_Selected excerpt:_
═══

Definition

Chancroid is a sexually transmitted disease that is characterized by painful genital ulcers and inguinal lymphadenitis caused by Haemophilus ducreyi . H. ducreyi also is a major cause of nonsexually transmitted cutaneous ulcers in children who live in regions of the South Pacific and Africa where yaws ( Chapter 295 ), which is a nonsyphilitic treponematosis that causes a disfiguring and debilitating childhood infectious disease, is endemic.

H. ducreyi is a gram-negative coccobacillus that is not a true Haemophilus species. Within the Pasteurellaceae, H. ducreyi is grouped in a distinct lineage with Mannheimia haemolytica and Aggregatibacter (formerly Actinobacillus ) pleuropneumoniae . H. ducreyi is likely to have diverged from these animal respiratory pathogens to occupy its niche in the human epithelium.

Epidemiology

Chancroid, which is endemic in resource-poor regions of Africa and Asia, facilitates the transmission of human immunodeficiency virus (HIV-1). In the 1990s, the World Health Organization estimated the annual global prevalence of chancroid to be 4 to 6 million cases. Because of the widespread use of syndromic management, which consists of treatment for syphilis and chancroid without diagnostic testing, the prevalence of chancroid has dramatically declined in endemic areas. Chancroid can be maintained only in networks with high rates of multiple sex partners. Infected female sex workers play an important role in its epidemiology, and targeted treatment of sex workers can eradicate the disease in endemic areas. Despite these successes, chancroid persists in many countries, thereby implying a reservoir of untreated sex workers. Although urban outbreaks of chancroid associated with sex work occurred in the United States in the 1980s and 1990s, only 3 to 11 cases were reported annually from 2015 to 2019, most likely imported after contact with infected persons in endemic areas.

═══

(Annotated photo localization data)

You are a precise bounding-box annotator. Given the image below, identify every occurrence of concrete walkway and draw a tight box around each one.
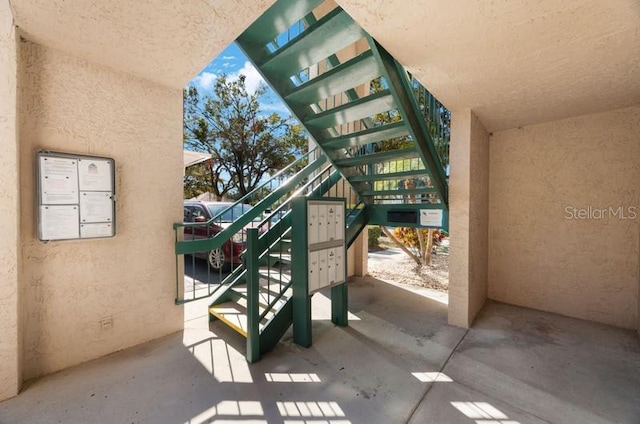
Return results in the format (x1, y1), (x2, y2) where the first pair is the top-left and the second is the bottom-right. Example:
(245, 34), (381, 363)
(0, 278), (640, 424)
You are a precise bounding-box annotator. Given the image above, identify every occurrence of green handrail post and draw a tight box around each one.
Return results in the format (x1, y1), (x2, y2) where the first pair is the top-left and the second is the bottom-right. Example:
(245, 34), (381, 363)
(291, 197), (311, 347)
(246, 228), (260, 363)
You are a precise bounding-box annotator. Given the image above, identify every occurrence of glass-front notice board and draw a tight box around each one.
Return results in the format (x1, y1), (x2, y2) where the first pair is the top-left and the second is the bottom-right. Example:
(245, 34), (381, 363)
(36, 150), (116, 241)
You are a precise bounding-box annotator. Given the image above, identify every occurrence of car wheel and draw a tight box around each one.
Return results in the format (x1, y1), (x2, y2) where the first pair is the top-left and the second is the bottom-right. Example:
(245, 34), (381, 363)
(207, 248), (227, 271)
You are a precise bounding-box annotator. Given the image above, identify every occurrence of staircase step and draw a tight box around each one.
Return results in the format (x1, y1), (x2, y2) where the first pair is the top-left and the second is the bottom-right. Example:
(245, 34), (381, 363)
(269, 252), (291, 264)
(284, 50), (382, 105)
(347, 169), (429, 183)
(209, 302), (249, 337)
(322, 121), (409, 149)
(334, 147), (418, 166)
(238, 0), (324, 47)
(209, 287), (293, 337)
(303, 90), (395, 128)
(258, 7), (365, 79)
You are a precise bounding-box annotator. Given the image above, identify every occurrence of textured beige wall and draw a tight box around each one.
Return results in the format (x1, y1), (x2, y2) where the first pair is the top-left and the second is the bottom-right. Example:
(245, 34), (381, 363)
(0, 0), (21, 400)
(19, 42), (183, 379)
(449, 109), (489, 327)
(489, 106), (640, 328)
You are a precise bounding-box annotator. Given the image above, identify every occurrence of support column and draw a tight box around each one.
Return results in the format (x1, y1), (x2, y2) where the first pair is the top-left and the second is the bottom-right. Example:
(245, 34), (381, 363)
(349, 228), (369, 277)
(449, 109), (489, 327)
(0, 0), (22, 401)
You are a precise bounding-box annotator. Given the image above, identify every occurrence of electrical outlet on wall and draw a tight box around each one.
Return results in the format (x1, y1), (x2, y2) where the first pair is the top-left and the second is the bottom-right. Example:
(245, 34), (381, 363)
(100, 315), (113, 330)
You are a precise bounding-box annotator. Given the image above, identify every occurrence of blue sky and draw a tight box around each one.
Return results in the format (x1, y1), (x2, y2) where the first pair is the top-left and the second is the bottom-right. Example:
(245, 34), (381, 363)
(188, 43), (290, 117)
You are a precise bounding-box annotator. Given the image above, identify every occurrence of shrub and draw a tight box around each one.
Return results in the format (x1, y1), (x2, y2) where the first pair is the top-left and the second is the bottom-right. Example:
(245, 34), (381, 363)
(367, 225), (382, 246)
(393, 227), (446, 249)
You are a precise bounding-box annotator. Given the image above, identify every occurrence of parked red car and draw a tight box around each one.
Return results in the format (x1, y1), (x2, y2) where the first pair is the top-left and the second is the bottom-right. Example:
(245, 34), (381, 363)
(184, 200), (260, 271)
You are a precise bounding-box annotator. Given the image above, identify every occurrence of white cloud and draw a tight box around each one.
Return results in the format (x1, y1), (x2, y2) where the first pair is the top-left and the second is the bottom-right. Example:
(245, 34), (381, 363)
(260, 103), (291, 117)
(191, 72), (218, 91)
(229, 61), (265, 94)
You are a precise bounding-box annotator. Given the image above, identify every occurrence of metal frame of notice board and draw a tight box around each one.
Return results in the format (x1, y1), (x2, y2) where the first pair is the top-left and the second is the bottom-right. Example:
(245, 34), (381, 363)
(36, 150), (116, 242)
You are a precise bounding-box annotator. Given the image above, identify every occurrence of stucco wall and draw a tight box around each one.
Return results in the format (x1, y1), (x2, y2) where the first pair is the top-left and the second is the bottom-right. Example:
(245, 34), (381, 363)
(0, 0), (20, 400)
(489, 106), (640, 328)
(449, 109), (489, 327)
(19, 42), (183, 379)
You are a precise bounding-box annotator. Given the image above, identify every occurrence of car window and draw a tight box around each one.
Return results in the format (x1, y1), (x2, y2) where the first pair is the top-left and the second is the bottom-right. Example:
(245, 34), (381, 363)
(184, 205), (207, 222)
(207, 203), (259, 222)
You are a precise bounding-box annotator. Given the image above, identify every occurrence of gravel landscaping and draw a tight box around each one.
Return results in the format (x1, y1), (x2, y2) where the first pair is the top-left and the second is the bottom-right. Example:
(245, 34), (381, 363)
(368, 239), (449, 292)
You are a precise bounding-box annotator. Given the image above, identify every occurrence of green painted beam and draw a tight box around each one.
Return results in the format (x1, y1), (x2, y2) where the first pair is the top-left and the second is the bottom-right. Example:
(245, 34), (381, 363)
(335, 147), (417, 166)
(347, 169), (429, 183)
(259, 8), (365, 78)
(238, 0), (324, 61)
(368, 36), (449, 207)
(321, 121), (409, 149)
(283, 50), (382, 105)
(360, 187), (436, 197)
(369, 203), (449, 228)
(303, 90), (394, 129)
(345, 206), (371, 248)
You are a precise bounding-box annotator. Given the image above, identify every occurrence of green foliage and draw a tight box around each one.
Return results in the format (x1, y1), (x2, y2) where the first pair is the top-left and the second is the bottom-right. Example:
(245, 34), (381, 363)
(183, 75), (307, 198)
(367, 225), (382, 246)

═══

_Problem details:_ Please copy out the chancroid passage above in full, word for word.

_Reply to the exercise:_
Definition

Chancroid is a sexually transmitted disease that is characterized by painful genital ulcers and inguinal lymphadenitis caused by Haemophilus ducreyi . H. ducreyi also is a major cause of nonsexually transmitted cutaneous ulcers in children who live in regions of the South Pacific and Africa where yaws ( Chapter 295 ), which is a nonsyphilitic treponematosis that causes a disfiguring and debilitating childhood infectious disease, is endemic.

H. ducreyi is a gram-negative coccobacillus that is not a true Haemophilus species. Within the Pasteurellaceae, H. ducreyi is grouped in a distinct lineage with Mannheimia haemolytica and Aggregatibacter (formerly Actinobacillus ) pleuropneumoniae . H. ducreyi is likely to have diverged from these animal respiratory pathogens to occupy its niche in the human epithelium.

Epidemiology

Chancroid, which is endemic in resource-poor regions of Africa and Asia, facilitates the transmission of human immunodeficiency virus (HIV-1). In the 1990s, the World Health Organization estimated the annual global prevalence of chancroid to be 4 to 6 million cases. Because of the widespread use of syndromic management, which consists of treatment for syphilis and chancroid without diagnostic testing, the prevalence of chancroid has dramatically declined in endemic areas. Chancroid can be maintained only in networks with high rates of multiple sex partners. Infected female sex workers play an important role in its epidemiology, and targeted treatment of sex workers can eradicate the disease in endemic areas. Despite these successes, chancroid persists in many countries, thereby implying a reservoir of untreated sex workers. Although urban outbreaks of chancroid associated with sex work occurred in the United States in the 1980s and 1990s, only 3 to 11 cases were reported annually from 2015 to 2019, most likely imported after contact with infected persons in endemic areas.